*TASK INSTRUCTIONS:* Please report every line of the listing below that has the word "query" in it.

*RECORDS:*
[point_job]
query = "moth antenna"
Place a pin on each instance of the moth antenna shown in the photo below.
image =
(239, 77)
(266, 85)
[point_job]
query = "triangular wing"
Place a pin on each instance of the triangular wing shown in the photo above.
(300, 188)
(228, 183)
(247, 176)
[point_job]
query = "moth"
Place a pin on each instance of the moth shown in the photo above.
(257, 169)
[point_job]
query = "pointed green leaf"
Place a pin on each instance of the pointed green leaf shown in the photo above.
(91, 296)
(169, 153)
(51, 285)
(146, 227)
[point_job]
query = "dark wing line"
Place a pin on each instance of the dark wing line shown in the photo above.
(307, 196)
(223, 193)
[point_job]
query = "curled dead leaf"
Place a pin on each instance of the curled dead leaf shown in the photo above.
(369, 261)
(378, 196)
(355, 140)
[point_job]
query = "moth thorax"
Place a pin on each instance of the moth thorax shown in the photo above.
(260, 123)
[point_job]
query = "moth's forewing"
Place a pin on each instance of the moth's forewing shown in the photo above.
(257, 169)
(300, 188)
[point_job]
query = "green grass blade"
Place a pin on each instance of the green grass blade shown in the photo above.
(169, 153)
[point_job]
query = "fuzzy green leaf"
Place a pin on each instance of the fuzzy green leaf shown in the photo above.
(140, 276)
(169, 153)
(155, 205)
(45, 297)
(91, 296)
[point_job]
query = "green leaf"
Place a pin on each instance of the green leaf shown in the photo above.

*SOLUTION TO THIS TASK:*
query = "moth antenna"
query = "triangular wing"
query = "moth"
query = "pointed green leaf"
query = "dark wing line"
query = "curled dead leaf"
query = "moth thorax"
query = "moth's forewing"
query = "green grass blade"
query = "fuzzy green leaf"
query = "green leaf"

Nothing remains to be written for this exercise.